╔══
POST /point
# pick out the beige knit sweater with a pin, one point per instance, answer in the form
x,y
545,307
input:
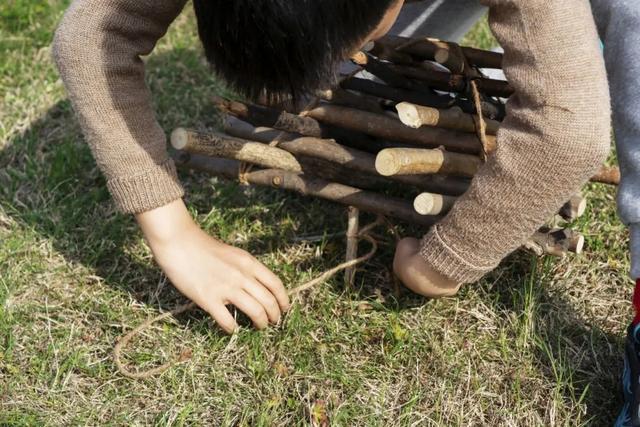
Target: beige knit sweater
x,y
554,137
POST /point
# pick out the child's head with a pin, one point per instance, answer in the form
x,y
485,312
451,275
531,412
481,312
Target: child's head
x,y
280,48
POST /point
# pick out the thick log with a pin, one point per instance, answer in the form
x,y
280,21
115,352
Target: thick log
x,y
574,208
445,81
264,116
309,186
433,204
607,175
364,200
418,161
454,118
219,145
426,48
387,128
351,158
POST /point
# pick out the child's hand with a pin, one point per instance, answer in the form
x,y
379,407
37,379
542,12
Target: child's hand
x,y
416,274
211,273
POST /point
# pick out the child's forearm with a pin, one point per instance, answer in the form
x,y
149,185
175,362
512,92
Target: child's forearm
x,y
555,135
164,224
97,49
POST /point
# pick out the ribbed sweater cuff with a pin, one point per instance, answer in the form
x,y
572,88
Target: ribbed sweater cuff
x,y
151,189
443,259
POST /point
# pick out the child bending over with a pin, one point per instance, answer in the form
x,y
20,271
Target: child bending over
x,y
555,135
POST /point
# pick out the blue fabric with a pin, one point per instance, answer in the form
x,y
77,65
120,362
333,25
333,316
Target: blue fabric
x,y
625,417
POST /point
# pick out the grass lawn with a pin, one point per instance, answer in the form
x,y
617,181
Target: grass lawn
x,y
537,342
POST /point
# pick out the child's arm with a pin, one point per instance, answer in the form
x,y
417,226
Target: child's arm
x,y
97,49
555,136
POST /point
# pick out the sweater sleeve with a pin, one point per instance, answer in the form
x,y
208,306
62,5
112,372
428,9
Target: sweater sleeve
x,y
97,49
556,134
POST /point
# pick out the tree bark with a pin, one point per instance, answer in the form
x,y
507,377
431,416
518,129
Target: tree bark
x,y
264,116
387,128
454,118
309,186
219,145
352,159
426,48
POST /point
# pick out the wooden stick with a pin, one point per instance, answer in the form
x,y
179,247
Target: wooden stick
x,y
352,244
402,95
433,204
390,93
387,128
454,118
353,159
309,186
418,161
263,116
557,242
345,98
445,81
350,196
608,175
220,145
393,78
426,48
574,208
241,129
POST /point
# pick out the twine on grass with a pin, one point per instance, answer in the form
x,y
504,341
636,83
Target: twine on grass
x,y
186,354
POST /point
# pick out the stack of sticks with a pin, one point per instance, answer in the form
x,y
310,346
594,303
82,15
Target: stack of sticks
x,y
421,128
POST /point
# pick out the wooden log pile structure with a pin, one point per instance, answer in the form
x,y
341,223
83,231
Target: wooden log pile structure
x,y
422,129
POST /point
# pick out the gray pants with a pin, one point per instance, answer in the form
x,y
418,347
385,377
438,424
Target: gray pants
╚══
╔══
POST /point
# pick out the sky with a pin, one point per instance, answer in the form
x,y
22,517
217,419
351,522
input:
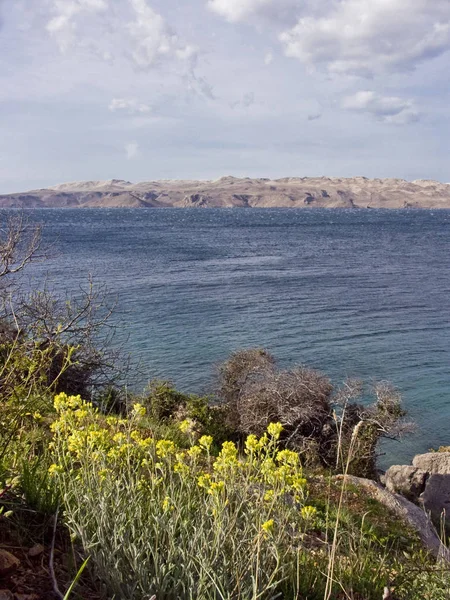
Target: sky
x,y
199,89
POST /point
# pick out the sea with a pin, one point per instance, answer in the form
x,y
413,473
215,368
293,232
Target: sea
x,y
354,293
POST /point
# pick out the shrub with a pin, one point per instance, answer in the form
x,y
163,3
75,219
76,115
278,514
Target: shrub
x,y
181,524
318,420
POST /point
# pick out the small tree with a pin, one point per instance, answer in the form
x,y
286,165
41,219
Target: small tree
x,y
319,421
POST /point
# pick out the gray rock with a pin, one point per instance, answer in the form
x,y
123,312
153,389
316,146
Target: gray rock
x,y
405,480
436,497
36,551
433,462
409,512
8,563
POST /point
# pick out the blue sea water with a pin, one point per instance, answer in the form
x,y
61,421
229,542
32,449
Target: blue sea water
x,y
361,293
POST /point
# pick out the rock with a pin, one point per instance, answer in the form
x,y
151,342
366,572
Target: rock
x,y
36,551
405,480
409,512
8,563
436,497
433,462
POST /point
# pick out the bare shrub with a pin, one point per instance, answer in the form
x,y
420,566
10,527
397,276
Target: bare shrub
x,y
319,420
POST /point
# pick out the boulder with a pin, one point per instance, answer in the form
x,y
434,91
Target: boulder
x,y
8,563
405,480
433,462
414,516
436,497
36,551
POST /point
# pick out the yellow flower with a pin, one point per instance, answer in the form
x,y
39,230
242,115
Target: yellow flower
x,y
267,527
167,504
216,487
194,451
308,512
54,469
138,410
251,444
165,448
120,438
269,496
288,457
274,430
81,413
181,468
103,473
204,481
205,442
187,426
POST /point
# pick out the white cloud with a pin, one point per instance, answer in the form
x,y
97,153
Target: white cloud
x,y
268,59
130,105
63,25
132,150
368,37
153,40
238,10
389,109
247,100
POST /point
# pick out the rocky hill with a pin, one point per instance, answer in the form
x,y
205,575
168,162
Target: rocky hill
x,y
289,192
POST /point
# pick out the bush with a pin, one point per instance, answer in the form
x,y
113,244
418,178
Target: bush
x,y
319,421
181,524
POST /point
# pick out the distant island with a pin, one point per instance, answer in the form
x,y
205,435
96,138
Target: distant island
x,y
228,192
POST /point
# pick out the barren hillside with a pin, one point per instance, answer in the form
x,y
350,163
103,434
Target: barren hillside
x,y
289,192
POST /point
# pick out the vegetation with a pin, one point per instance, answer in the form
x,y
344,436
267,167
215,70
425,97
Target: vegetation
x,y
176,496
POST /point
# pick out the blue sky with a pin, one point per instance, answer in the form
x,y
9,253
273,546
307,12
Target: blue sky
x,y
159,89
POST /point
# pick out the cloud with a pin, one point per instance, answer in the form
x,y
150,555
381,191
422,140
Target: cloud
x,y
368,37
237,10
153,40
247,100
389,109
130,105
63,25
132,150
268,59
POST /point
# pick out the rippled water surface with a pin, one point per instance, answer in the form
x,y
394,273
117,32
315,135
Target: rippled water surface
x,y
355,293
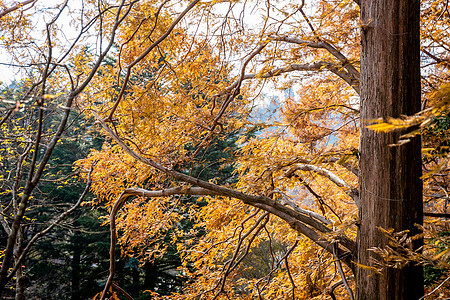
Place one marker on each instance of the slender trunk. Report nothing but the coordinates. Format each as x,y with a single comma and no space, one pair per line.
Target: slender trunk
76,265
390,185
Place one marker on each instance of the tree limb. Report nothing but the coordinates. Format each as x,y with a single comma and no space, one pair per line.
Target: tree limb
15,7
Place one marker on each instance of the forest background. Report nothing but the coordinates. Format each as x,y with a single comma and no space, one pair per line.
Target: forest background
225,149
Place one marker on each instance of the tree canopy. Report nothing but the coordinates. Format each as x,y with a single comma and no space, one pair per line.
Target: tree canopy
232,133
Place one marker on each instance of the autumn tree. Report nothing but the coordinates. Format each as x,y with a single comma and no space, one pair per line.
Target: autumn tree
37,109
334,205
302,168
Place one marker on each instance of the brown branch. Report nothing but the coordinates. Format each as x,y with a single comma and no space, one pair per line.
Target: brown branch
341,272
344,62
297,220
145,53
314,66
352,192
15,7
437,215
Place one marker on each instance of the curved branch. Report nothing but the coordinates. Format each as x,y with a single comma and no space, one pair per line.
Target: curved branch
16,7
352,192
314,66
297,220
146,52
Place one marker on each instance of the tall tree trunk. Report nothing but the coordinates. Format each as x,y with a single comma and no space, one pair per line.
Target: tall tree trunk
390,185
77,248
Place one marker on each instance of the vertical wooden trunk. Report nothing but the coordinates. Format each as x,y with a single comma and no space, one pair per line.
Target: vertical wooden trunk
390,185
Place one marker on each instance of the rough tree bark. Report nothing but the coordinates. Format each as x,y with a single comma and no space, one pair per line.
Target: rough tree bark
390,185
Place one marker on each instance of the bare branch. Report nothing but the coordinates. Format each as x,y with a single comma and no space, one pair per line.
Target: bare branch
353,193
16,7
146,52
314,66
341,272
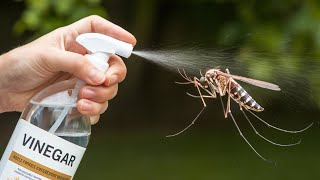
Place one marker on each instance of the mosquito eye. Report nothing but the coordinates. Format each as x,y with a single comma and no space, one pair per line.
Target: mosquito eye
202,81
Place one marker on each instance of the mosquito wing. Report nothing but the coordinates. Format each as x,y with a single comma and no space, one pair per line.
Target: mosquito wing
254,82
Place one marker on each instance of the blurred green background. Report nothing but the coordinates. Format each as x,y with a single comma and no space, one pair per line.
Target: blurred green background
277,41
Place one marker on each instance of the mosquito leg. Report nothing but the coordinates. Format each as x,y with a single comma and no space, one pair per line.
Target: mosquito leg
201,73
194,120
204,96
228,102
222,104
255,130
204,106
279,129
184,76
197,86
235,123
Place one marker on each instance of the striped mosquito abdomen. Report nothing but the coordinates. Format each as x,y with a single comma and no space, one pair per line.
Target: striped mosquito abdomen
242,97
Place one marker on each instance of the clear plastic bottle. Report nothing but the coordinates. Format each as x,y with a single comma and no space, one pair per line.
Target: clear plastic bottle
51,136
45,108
╚══
▶ _ABOUT THIS EXERCISE_
Your task is to copy each line of the material that contains the word "pants".

▶ _OUTPUT OF THE TASK_
# pick out the gray pants with a pin, one point per instance, answer in the form
Target: gray pants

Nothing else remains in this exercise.